▸ Required work: Pick out every line of the listing below that contains the word "patterned", and copy each one.

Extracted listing

───

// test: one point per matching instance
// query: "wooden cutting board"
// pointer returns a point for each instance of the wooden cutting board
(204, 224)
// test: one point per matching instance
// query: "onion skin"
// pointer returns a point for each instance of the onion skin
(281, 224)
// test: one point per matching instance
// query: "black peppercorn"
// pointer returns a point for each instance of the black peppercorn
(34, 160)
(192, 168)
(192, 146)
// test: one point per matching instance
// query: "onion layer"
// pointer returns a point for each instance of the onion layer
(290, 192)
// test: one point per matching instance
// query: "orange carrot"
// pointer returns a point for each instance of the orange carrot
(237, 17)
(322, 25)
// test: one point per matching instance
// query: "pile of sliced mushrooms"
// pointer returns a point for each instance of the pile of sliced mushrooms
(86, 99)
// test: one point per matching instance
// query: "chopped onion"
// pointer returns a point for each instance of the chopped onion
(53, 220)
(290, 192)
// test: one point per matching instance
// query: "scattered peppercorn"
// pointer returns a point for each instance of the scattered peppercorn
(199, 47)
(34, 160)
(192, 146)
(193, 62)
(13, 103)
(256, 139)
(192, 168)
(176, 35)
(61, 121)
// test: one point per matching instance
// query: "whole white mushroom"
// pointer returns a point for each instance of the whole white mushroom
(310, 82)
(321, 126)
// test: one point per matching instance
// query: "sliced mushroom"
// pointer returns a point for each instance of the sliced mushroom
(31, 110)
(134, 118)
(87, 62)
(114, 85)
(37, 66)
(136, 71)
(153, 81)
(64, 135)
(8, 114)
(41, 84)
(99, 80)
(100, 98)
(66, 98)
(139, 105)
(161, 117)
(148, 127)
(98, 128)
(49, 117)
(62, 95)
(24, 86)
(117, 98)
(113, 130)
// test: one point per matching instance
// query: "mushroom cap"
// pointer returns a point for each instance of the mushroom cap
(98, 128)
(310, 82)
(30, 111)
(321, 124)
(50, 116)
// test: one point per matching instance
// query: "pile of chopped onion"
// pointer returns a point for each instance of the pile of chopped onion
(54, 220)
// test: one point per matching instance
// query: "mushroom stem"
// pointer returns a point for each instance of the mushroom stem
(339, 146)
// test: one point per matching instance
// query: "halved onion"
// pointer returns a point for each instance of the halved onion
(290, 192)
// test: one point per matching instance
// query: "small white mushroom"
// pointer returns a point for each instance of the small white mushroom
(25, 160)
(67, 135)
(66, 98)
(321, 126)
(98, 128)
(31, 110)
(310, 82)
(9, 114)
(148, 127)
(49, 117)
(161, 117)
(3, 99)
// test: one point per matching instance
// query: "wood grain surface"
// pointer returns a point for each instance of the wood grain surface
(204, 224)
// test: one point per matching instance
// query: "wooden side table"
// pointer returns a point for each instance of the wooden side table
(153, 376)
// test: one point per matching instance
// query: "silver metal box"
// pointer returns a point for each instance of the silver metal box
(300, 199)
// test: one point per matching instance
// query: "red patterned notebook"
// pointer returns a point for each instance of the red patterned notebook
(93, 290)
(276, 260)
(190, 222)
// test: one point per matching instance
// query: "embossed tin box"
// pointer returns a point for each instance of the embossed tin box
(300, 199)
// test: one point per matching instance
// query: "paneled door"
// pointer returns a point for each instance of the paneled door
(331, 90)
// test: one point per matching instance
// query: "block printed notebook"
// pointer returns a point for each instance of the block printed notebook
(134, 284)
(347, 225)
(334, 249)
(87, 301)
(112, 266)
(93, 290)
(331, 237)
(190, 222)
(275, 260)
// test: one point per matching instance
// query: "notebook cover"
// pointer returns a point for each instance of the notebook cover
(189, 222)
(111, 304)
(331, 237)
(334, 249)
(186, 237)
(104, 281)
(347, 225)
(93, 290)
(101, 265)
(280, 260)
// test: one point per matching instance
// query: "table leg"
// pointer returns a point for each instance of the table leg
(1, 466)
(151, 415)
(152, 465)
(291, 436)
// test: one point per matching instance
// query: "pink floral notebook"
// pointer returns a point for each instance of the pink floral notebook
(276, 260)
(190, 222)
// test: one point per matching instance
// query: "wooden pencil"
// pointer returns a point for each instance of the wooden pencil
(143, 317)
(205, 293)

───

▸ Output of the exercise:
// query: "red patterned notebook"
// pointer returns a point for each instance of the red patterned notebook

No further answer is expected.